**OPDRACHT:**
Zet de leestekst over de novelle De rat van Arras van Adriaan van Dis voort, aansluitend op de laatste zin.

**LEESTEKST:**
Adriaan van Dis’ debuut, de novelle Nathan Sid, verscheen in het Chinese jaar van de Rat (1984) en heeft een stiefzusje: de novelle De rat van Arras (1986). Waarom zij niet in de verzamelbundel De Indische boeken (2002) is opgenomen, is mij een raadsel. Misschien wilde de schrijver het zelf niet, of zijn uitgever niet, of er was gedoe met copyrights. De novelle werd namelijk geschreven in opdracht van De Bijenkorf bv, ter gelegenheid van ‘De literaire boekenmaand’ in maart 1986. Literatuur was toen zeer modieus en het deftige warenhuis Bijenkorf liftte mee.
Van Dis bereikt op 16 december 2016 de leeftijd van zeventig jaar. Zijn novelle De rat van Arras wordt dertig en werpt een lichtspoor vooruit naar een roman als Ik kom terug (2014). Lezers schijnen lang te hebben gewacht op de ‘onzichtbare moeder’ in Van Dis’ werk. Maar ze was er altijd al, onder meer verhuld in deze lichtvoetige, briljante novelle, die in drie versies bij het Literatuurmuseum ligt.

**BESCHIKBARE GEGEVENS:**
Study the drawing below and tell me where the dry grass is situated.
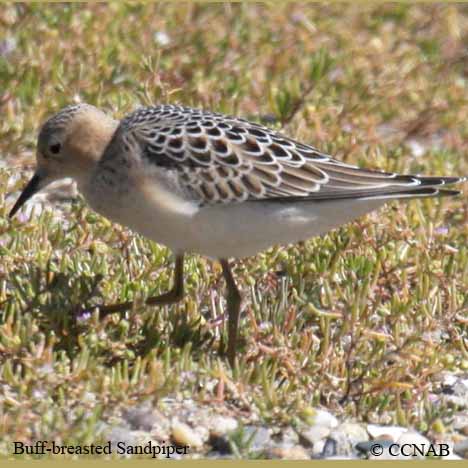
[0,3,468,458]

==

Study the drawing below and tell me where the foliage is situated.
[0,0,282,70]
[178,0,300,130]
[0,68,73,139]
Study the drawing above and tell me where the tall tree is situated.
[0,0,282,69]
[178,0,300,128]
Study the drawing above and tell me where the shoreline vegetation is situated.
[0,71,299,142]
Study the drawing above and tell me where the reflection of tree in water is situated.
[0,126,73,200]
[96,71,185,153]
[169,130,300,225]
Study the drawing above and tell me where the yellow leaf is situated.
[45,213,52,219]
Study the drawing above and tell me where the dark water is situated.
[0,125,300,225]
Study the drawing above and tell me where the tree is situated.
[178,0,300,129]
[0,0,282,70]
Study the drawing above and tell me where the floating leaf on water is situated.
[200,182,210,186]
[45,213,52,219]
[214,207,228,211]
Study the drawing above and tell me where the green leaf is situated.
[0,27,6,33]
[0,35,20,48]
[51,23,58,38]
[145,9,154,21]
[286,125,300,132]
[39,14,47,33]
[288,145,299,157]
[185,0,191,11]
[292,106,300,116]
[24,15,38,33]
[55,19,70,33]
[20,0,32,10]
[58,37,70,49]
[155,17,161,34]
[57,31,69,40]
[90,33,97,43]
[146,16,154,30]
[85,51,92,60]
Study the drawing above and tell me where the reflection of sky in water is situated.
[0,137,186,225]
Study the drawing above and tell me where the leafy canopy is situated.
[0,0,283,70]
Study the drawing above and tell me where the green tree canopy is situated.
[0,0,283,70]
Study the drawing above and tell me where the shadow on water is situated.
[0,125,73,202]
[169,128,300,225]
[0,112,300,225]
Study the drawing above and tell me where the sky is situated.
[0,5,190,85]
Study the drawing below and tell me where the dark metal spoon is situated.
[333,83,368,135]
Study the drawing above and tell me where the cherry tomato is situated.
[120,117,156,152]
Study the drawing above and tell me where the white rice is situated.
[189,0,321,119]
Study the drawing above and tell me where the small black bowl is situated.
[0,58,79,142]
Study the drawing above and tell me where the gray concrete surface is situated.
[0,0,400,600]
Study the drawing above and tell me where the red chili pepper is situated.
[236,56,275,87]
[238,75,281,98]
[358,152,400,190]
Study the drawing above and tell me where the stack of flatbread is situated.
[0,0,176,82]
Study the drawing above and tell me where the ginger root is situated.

==

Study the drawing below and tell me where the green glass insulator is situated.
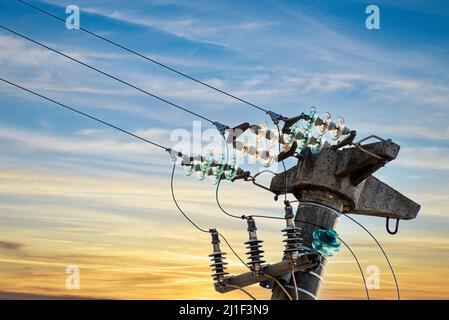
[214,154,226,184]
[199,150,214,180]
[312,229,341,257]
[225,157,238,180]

**UITWERKING:**
Als werkschema dient een klein kaartje. Van Dis mikt op vier handgeschreven pagina’s per dag. Hij begint op de 25e dag van een maand en eindigt op de 31e. Af!! staat er jubelend bij, al heeft hij nog geen oplossing voor het slot bedacht. Hij schrijft op folioformaat en moet de tekst terugbrengen naar veertig bladzijden, het gaat immers om een opdracht. Dat kost hem tien dagen. Door het schrappen verdwijnen interessante autobiografische en astrologische passages. Zoals het aspect van de planeet Mars in de horoscoop van het zoontje Arthur van mevrouw La Tour. Mars staat in het vierde huis en dat duidt op onrust thuis, sterke onafhankelijkheidszin en een vroege breuk met de ouders. En inderdaad: zoontje Arthur gaat in een Japans interneringskamp op rattenjacht om te kunnen eten, en zal bezwijken aan de beet van een rat. Hij had een slecht geaspecteerde Neptunus in het zevende huis, wat duidt op ‘zich oplossen’. Dit astrologische stuk werd, wellicht als te technisch bevonden, geschrapt. Maar de betekenis ervan komt nauwkeurig terug:
Een onschuldig wondje aan zijn vinger, maar zijn arm werd rood, zijn gewrichten zwollen op. Geen medicijnen, geen vademecum, hij mocht niet naar de ziekenbarak. Dagen heeft hij in mijn armen geijld. Hij rilde zo de hemel in.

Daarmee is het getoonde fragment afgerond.